EXCERPT PROVIDED

Empirical Methods Flashcards
Quantitative Methods
Characterized by objective measurements
Qualitative Methods
Emphasizes the understanding of human experience
Descriptive statistic
Methods for summarizing a sample or a distribution of value; used to describe phenomena
Inferential statistic
Methods for drawing conclusions based on values; used to generalize inferences beyond a given sample: The average number is significantly higher than 5
Elements of empirical methods in NLP
- Evaluation measures: Quantification of the quality of a method, especially its effectiveness
- Empirical experiments: Evaluation of the quality on text corpora and comparison to alternative methods
- Hypothesis testing: Use of statistical methods to “proof” the quality of a method in comparison to others
Evaluation measures
Effectiveness:
- The extent to which the output information of an approach is correct
- High effectiveness is the primary goal of any NLP method
- Classification measures: Accuracy precision, recall, F1-Score,….
- Regression measures: mean absolute/squared error,…
Eficiency:
- The costs of a method in terms of the consumption of time or space
- Measures: Run-time, training time, memory consumption,
Classification Effectiveness
- The instances of each class can be evaluated in a binary manner
- For each instance, check whether its class matches the ground truth
- Positives: the class instances a given approach has inferred
- Negatives: all other possible instances
Instance types in the evaluation:
- True positive(TP): a positive that belongs to the ground truth
- False positive(FP): a positive that does not belong to the ground truth
- False negative (FN): a negative that belongs to the ground truth
- True negative (TN): a negative that does not belong to the ground truth
When to use accuracy?
- Accuracy is adequate when all classes are of similar importance
- Examples: Sentiment analysis, part of speech tagging,…
When not to use accuracy?
- n tasks where one class is rare, high accuracy can be achieved by never predicting the class
- 4% spam -> 96% accuracy by always predicting “no spam”
- This includes tasks where the correct output information covers only portions of text, such as in entity recognition
- “Apples rocks” → Negatives: “A”, “Ap”, “App”,…
- Accuracy is inadequate when true negatives are of low importance
Precision
- The precision is a measure of the exactness of an approach
- P answers: How many of the found instances are correct?
Recall
- The recall R is a measure of the completeness of an approach
- R answers: How many of the correct instances have been found?

ENTRIES SHOWN
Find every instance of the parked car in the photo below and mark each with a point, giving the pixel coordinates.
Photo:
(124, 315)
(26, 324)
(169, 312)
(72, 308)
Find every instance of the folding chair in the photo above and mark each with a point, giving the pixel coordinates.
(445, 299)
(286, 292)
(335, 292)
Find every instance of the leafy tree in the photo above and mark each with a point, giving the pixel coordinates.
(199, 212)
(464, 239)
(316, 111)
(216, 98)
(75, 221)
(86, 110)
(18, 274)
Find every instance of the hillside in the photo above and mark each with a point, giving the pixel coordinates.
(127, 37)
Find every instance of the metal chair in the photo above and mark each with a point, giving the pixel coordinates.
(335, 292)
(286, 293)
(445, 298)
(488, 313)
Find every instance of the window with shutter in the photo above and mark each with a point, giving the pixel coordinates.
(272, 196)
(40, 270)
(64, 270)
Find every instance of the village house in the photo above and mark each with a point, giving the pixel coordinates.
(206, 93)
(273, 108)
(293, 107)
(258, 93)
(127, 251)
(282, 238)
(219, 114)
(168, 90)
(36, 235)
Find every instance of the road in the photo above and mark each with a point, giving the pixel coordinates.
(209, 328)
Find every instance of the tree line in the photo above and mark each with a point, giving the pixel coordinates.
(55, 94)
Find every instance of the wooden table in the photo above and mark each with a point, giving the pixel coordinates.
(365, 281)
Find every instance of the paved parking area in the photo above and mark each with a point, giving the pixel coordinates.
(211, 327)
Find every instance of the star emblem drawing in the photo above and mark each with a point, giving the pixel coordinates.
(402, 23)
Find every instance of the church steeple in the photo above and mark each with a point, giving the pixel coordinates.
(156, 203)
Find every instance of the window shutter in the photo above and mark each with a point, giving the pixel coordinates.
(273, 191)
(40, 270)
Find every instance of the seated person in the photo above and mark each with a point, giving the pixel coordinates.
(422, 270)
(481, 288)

THE TASK
In the empirical methods flashcards above, reproduce everything from "- n tasks where" down to "have been found?" word for word.

RESULT
- n tasks where one class is rare, high accuracy can be achieved by never predicting the class
- 4% spam -> 96% accuracy by always predicting “no spam”
- This includes tasks where the correct output information covers only portions of text, such as in entity recognition
- “Apples rocks” → Negatives: “A”, “Ap”, “App”,…
- Accuracy is inadequate when true negatives are of low importance
Precision
- The precision is a measure of the exactness of an approach
- P answers: How many of the found instances are correct?
Recall
- The recall R is a measure of the completeness of an approach
- R answers: How many of the correct instances have been found?